Goal
Quote exactly, and only, the lines from the one with "--target cardboard box" through the end of the listing.

Items listed in a dataset:
# # # # #

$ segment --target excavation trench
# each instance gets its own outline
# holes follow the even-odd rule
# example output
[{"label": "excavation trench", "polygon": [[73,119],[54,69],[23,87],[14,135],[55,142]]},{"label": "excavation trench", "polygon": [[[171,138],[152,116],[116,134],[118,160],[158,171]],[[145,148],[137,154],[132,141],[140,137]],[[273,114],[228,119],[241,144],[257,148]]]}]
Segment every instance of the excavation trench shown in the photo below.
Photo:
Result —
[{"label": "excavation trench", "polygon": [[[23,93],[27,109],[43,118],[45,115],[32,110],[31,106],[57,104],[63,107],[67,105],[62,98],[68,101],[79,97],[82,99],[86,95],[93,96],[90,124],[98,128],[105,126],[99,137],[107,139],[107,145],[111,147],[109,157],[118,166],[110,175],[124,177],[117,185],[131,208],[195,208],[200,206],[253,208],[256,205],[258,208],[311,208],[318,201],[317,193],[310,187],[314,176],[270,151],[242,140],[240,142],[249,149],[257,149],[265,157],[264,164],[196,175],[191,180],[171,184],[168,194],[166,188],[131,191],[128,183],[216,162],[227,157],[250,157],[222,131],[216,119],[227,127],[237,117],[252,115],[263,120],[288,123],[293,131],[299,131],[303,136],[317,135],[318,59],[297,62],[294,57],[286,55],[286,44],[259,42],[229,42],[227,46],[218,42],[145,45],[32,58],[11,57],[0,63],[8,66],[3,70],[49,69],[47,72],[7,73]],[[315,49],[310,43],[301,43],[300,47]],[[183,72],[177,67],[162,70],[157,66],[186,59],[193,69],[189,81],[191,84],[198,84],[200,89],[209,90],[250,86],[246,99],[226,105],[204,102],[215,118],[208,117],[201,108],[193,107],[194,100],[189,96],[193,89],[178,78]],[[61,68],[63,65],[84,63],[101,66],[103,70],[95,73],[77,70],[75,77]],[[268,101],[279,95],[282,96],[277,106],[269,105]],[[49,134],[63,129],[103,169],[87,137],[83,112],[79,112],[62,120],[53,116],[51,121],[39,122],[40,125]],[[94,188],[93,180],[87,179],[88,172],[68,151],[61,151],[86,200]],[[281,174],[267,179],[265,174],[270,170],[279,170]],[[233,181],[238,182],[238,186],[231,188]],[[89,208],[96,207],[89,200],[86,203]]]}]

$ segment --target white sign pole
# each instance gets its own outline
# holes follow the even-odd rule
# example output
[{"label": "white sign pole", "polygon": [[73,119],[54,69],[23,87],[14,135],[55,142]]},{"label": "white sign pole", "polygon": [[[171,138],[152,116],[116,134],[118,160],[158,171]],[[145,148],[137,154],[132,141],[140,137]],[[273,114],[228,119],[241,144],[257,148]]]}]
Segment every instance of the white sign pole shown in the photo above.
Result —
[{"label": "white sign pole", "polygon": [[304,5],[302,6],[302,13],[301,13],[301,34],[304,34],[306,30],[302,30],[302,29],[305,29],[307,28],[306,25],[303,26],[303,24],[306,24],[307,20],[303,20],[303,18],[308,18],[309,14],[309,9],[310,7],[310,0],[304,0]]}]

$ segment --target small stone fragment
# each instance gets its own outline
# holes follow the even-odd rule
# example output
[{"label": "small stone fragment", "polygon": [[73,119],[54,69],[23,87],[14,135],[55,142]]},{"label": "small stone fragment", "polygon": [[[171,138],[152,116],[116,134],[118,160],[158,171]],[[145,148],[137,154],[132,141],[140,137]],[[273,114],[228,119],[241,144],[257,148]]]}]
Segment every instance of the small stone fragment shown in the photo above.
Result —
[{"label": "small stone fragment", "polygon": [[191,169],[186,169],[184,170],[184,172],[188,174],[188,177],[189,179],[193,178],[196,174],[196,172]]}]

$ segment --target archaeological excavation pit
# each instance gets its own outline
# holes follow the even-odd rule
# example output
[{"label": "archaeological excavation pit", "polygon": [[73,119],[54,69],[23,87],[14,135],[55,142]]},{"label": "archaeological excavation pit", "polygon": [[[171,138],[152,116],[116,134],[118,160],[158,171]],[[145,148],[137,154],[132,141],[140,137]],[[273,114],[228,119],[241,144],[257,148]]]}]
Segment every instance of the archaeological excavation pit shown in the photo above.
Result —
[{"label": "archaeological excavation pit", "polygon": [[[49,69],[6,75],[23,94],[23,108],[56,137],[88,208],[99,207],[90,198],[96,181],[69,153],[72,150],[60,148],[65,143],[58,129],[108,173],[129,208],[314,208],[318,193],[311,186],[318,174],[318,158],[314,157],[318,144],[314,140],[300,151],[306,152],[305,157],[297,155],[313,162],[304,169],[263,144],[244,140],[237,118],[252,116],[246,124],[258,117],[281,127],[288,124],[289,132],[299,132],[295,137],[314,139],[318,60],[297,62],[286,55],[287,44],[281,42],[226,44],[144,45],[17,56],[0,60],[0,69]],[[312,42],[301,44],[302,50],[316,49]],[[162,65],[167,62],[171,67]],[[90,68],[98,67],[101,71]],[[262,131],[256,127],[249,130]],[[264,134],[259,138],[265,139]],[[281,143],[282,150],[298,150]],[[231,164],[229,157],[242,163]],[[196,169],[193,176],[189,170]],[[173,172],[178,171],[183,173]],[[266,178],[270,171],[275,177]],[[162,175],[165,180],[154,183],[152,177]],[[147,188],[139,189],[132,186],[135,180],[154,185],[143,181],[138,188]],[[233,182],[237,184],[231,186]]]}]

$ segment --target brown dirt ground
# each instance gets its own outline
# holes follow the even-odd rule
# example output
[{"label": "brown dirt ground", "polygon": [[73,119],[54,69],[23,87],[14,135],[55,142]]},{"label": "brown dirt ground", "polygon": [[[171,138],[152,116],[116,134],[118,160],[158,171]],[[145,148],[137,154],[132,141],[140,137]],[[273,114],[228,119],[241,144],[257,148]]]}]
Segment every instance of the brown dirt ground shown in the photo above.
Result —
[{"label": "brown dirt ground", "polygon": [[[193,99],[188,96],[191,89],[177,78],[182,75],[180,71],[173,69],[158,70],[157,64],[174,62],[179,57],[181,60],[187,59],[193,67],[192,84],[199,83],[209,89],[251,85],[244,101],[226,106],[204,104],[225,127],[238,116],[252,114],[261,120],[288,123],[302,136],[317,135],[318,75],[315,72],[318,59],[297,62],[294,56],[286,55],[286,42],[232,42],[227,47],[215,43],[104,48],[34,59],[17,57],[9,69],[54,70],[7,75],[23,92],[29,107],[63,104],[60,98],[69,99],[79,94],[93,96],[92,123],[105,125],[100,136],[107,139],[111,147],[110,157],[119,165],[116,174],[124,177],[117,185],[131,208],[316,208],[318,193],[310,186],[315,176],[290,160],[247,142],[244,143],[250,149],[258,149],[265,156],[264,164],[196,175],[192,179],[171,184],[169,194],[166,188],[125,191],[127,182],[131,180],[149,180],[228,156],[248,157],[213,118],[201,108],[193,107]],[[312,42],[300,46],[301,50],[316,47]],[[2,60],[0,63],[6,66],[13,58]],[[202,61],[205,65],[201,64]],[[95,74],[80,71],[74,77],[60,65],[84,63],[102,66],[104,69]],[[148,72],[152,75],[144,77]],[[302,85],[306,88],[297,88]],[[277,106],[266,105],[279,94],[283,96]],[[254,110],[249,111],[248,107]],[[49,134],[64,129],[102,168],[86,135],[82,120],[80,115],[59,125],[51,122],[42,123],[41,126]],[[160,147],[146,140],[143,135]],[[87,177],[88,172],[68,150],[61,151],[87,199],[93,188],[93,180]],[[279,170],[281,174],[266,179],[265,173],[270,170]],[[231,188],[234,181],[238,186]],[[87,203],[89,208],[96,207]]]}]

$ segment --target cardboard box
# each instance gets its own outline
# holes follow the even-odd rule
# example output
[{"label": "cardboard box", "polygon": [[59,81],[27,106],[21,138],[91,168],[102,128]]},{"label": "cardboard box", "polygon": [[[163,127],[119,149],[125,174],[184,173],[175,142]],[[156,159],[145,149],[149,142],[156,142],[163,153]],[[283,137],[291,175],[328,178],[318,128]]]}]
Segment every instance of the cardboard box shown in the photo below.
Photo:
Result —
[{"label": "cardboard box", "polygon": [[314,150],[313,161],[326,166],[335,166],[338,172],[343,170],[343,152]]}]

# # # # #

Completed exercise
$ segment --target cardboard box
# each instance gets its own outline
# holes follow the even-odd rule
# example output
[{"label": "cardboard box", "polygon": [[59,81],[27,106],[21,138],[91,168],[102,128]]},{"label": "cardboard box", "polygon": [[[163,127],[119,149],[125,174],[184,173],[175,142]],[[156,159],[145,149],[149,142],[156,142],[163,153]],[[283,137],[291,175],[328,178],[318,128]]]}]
Segment every instance of the cardboard box shown in the photo below.
Photo:
Result —
[{"label": "cardboard box", "polygon": [[314,150],[313,161],[326,166],[335,166],[338,172],[343,170],[343,152]]}]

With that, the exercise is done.